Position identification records
⟨

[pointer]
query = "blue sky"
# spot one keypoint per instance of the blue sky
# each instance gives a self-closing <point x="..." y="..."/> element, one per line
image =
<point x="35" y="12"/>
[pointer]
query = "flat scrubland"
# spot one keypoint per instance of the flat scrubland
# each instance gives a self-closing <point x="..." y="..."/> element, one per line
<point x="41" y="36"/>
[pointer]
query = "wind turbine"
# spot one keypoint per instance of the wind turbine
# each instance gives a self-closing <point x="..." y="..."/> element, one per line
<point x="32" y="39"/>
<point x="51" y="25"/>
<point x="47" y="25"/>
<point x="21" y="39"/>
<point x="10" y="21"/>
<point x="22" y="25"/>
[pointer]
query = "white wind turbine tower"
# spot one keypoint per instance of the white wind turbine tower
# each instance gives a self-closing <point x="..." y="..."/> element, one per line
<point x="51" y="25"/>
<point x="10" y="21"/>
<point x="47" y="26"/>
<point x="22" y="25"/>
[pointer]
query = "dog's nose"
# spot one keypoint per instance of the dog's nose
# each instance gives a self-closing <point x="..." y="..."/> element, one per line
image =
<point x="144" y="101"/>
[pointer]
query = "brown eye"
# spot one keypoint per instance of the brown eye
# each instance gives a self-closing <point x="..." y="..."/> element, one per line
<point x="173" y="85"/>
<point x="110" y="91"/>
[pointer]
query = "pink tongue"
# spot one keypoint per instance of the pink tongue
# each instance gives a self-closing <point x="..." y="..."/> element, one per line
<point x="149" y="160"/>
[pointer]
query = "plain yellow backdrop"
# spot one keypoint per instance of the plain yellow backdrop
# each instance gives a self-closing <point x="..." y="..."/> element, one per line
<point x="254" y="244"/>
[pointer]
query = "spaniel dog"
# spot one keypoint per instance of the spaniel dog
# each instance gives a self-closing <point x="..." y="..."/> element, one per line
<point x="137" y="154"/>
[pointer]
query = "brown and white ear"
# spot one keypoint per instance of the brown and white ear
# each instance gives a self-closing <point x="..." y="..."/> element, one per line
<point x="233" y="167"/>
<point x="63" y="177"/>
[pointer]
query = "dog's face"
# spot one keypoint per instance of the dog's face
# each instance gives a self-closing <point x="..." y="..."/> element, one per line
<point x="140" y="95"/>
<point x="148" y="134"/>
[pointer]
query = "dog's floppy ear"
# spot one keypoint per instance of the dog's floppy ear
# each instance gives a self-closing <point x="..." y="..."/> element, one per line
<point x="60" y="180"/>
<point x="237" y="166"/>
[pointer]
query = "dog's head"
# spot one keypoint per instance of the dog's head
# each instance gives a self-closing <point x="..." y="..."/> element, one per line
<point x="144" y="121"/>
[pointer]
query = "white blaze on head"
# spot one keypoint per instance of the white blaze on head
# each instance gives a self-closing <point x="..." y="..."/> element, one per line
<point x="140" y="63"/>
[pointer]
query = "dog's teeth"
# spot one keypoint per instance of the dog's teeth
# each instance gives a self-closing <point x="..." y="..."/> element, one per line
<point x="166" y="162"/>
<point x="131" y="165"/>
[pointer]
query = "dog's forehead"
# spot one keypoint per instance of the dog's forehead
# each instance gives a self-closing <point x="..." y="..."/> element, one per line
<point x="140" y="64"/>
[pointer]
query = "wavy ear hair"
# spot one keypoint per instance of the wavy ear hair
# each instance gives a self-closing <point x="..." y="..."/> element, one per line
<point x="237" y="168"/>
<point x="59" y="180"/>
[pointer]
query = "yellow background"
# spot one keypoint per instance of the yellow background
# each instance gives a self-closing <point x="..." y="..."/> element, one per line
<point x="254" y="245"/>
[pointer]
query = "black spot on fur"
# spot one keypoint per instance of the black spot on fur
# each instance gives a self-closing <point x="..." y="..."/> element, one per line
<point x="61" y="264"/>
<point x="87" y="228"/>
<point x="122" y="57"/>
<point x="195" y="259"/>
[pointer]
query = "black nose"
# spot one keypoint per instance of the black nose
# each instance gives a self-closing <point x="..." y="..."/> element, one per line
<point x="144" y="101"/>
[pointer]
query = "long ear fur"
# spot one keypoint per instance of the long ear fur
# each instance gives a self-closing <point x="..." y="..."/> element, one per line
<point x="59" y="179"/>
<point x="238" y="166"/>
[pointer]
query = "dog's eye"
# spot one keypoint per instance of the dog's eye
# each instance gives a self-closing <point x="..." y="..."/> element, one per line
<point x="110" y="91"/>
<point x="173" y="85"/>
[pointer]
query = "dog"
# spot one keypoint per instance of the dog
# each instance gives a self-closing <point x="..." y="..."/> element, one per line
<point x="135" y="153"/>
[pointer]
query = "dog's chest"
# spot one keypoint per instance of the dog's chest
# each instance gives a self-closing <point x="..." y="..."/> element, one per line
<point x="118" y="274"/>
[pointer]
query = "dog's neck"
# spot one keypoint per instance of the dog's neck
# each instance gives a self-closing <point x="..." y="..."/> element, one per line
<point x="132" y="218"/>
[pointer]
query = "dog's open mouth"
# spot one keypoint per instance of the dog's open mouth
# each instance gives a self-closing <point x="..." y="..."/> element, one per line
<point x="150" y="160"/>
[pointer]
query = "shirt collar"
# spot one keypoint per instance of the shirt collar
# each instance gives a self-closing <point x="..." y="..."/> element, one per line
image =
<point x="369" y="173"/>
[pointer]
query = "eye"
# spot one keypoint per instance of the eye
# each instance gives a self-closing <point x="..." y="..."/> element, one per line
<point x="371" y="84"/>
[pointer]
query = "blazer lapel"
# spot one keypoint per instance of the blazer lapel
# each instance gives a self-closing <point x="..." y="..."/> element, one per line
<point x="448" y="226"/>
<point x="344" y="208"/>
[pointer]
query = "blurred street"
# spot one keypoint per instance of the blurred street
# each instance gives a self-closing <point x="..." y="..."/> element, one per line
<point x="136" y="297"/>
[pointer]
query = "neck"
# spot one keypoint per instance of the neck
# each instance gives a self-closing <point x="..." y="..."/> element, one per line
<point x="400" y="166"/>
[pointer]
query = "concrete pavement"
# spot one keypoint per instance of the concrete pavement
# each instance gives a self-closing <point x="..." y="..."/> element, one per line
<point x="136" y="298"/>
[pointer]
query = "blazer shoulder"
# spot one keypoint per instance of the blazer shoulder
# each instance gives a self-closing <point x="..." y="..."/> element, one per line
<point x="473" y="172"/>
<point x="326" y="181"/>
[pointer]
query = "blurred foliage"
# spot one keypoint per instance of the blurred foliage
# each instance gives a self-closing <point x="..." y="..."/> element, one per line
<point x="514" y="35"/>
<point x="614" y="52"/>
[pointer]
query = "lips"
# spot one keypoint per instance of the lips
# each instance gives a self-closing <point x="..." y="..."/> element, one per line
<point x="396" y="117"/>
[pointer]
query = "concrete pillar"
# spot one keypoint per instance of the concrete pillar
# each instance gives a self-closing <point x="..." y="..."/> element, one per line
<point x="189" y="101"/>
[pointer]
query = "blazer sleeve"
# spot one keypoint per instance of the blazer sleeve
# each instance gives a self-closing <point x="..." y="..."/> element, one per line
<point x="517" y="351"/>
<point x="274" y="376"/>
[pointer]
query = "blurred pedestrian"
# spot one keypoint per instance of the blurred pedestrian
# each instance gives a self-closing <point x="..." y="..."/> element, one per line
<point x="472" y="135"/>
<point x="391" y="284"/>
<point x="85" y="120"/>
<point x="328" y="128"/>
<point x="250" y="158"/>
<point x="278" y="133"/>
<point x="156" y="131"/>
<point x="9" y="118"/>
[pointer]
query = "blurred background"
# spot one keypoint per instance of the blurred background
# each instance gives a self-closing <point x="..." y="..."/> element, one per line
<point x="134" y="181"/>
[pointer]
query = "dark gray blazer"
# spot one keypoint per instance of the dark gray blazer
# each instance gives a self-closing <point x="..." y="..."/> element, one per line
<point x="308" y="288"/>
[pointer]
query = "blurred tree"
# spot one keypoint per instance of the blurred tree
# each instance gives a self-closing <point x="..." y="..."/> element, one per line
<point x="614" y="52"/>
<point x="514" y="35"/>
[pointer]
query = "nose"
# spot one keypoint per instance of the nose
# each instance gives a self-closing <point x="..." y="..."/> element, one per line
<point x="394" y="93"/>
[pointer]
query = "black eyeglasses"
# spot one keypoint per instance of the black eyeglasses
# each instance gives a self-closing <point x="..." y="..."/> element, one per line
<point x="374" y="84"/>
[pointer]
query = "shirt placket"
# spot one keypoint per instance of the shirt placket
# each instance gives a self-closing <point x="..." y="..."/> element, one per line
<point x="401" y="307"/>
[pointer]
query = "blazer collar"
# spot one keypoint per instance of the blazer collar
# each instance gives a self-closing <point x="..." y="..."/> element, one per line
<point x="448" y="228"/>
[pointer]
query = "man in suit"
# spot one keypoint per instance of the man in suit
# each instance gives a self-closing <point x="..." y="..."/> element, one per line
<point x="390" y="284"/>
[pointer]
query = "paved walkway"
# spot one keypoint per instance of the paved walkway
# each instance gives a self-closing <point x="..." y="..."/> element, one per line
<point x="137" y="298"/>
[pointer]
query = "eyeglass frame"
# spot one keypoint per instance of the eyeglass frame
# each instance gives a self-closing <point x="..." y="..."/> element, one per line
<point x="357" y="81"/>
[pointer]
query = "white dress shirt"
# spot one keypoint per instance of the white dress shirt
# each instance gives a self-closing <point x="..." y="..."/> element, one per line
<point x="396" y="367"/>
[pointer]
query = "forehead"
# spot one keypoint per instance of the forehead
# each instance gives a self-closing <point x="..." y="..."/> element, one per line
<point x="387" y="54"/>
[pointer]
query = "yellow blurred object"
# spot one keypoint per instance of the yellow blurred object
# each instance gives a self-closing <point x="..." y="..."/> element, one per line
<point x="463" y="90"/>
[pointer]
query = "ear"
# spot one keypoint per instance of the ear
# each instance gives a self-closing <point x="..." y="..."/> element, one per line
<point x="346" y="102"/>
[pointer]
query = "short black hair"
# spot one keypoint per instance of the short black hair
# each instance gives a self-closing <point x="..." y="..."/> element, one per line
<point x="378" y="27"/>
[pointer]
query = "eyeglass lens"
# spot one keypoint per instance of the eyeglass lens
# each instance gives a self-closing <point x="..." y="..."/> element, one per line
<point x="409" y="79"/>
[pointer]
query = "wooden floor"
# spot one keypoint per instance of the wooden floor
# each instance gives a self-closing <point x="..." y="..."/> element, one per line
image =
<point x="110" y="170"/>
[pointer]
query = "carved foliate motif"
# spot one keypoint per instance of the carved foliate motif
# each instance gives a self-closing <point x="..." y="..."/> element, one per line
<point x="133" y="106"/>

⟩

Gather every line in the items above that contains the word "suit", and copy each one out. Treat case as significant when matching.

query = "man in suit"
# spot one keypoint per instance of the man in suit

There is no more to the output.